#### [Goal]
Copy out exactly the lines from the line containing "the photo below." to the end of the listing.

★ ★ ★ ★ ★

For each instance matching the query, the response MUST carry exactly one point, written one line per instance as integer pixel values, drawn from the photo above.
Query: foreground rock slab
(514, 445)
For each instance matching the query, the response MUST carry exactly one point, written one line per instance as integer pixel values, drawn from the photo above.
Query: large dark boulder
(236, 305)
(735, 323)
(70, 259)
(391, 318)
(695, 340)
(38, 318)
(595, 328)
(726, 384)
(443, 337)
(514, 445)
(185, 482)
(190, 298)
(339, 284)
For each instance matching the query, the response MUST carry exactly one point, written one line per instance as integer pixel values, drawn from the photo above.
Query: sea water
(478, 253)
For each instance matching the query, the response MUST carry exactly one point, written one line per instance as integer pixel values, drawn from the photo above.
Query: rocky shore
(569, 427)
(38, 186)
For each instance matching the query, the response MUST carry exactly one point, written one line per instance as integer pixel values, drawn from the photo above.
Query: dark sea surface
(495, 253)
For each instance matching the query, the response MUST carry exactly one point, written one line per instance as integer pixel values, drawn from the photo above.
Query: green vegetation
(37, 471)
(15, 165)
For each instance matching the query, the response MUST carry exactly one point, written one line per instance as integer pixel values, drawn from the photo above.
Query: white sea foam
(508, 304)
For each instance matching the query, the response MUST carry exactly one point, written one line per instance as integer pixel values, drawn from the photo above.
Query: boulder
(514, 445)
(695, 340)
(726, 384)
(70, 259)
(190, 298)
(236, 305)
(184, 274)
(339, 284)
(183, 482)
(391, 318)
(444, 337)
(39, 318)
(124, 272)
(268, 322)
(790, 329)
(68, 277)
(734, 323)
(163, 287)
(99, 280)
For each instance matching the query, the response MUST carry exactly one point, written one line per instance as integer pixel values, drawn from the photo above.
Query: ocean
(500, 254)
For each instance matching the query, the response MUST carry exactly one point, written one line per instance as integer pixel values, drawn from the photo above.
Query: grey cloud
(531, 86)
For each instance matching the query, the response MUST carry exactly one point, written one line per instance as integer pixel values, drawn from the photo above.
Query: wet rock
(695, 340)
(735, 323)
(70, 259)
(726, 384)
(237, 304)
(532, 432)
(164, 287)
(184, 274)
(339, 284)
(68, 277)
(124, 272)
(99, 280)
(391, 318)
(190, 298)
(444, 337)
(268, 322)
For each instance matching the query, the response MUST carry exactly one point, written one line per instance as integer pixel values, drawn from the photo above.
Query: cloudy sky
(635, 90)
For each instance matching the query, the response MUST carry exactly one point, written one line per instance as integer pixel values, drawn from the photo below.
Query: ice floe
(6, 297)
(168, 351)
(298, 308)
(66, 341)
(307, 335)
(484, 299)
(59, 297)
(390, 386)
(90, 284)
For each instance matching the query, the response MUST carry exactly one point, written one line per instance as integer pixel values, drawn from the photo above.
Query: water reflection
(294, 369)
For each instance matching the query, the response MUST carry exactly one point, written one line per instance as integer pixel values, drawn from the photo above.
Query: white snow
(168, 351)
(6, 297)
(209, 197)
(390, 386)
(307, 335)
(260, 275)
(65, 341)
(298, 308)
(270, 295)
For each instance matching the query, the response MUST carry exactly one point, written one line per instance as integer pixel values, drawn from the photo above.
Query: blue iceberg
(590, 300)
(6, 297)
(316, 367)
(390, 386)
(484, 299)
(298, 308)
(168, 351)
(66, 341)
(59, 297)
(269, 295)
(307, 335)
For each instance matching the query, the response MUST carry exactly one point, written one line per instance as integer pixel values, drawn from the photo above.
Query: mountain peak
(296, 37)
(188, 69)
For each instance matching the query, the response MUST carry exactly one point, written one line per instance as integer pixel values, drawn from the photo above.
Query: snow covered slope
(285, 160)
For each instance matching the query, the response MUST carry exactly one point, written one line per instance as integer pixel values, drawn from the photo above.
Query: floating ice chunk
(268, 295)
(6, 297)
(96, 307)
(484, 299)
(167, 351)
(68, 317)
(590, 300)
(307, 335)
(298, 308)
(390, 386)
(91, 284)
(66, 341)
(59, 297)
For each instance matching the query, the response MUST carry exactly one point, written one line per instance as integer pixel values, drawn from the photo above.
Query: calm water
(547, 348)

★ ★ ★ ★ ★

#### [Full output]
For each instance matching the query, the response MUST carry exactly one point, written one line per instance as integer pixel values, drawn from the photo below.
Query: ice floe
(6, 297)
(168, 351)
(298, 308)
(66, 341)
(307, 335)
(484, 299)
(59, 297)
(390, 386)
(90, 284)
For each instance matching the query, the response MUST carry exactly one point, written one line per instance as integer pixel values, drawn from the photo above.
Query: water reflection
(294, 369)
For each instance matching the query, the response MUST carry exactly one point, written one line per instance as integer pixel values, drawn from the photo above.
Query: white snow
(168, 351)
(6, 297)
(209, 197)
(390, 386)
(307, 335)
(260, 275)
(65, 341)
(298, 308)
(270, 295)
For each instance matching the query, the response MUST carry exactly one point, written one line per instance as integer pixel values, drawn from the photo above.
Query: blue iceberg
(590, 300)
(6, 297)
(316, 367)
(390, 386)
(484, 299)
(298, 308)
(168, 351)
(66, 341)
(59, 297)
(269, 295)
(307, 335)
For each instance matching the query, the response MUST carry exactly one point, written one line per instance as integer pixel values, drawn from the photo above.
Query: mountain peak
(296, 37)
(188, 69)
For each instance matching the query, the response MUST carry exactly one point, written one line per instance as integer pixel values, drawn from the photo above.
Query: snow covered slope
(285, 160)
For each instance matching the query, the response MUST carry exactly one point, written one line per instance as integer pixel values, drawn from the photo above.
Query: floating ice chunk
(268, 295)
(6, 297)
(96, 307)
(484, 299)
(167, 351)
(68, 317)
(590, 300)
(307, 335)
(298, 308)
(390, 386)
(91, 284)
(66, 341)
(59, 297)
For each instance matching the query, the response MUST carry exactly one point, written one line per instance as integer pixel values, drawn from the photo above.
Query: calm water
(547, 348)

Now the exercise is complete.